■ To do
Update the rows from the line containing "Mark each instance of the wet" through the end of the rows by replacing "gray trash bin" with "gray recycling bin", leaving everything else unchanged.

[Entries from a pointing dataset]
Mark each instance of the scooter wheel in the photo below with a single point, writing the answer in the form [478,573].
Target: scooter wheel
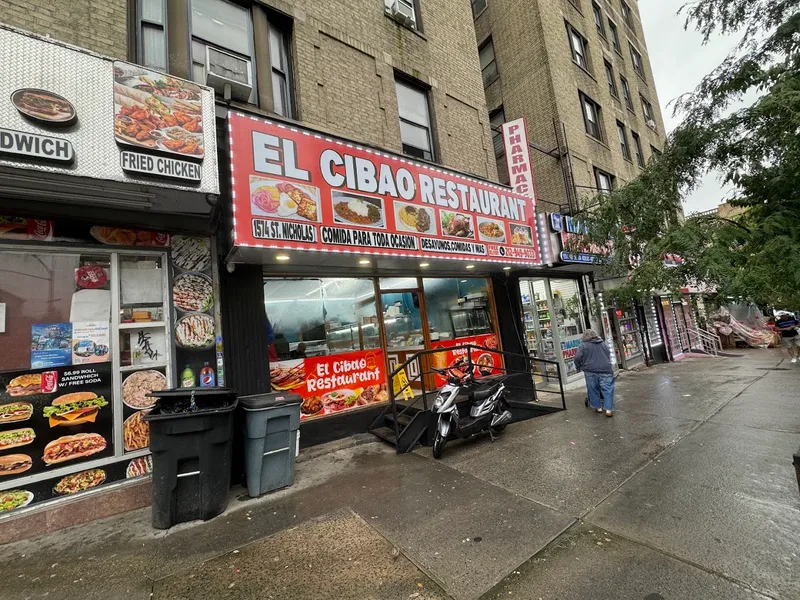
[438,445]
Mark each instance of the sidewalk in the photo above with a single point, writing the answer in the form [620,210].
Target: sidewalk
[688,492]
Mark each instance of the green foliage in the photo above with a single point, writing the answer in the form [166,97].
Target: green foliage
[756,255]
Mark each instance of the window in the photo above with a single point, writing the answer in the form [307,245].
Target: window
[605,182]
[647,111]
[654,153]
[405,12]
[636,59]
[314,317]
[623,141]
[223,25]
[496,120]
[478,6]
[612,84]
[449,316]
[488,62]
[591,117]
[626,93]
[637,148]
[415,122]
[152,36]
[614,37]
[281,84]
[578,46]
[626,13]
[598,19]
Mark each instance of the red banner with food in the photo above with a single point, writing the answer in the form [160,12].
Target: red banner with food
[297,189]
[334,383]
[461,361]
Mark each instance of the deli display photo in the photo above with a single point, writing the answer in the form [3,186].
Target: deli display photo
[50,418]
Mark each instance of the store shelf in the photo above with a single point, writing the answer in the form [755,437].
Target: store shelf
[142,324]
[131,368]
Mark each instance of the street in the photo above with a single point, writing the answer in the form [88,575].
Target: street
[688,492]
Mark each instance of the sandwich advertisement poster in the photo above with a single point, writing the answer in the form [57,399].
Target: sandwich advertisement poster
[296,189]
[52,418]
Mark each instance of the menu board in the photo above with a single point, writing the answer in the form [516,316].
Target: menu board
[156,111]
[332,384]
[296,189]
[54,417]
[460,361]
[193,298]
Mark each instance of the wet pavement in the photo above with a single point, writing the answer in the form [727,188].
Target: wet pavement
[688,492]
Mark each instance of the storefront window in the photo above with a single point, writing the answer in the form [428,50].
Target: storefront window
[315,317]
[457,308]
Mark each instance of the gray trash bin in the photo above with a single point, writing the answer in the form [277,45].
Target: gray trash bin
[271,422]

■ Correct output
Mark each instance of the wet pavement in the photo above with a single point, writing the answer in the form [727,188].
Target: wet pavement
[688,492]
Mark each instance of the storefront window in the photo above with a single point, writing the answer in the form [428,50].
Target: storefront window
[315,317]
[457,308]
Mark each instance of the gray recycling bin in the photo above with a single point, writing the answer in the form [277,45].
Target: gray recycling bin
[271,422]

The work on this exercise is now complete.